Records contained in a dataset:
☆ ☆ ☆ ☆ ☆

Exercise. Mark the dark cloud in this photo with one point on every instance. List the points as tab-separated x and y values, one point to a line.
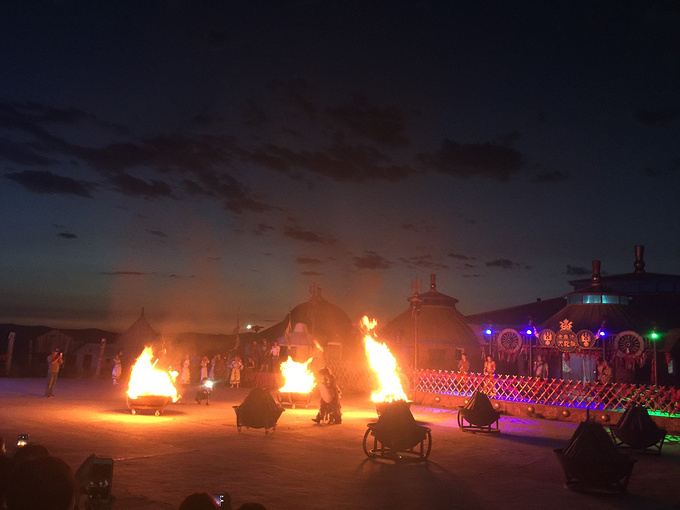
253	116
503	263
460	256
22	154
672	168
307	260
123	273
296	94
41	181
218	39
295	232
549	177
263	228
577	271
134	187
371	260
423	261
340	162
207	121
384	126
659	117
473	160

☆ ☆ ☆ ☆ ☆

-- PROBLEM DETAILS --
Every entry above should come back exactly as written, except for its pictures.

-- ANSWER SPACE --
Exercise. Mark the dark cloud in this photo with one point on every instance. List the points as tab-separated x and y values, one point to a line.
253	116
503	263
460	256
22	154
672	168
307	260
123	273
296	94
41	181
218	39
295	232
549	177
263	228
577	271
134	187
371	260
423	261
340	162
207	121
384	126
659	117
473	160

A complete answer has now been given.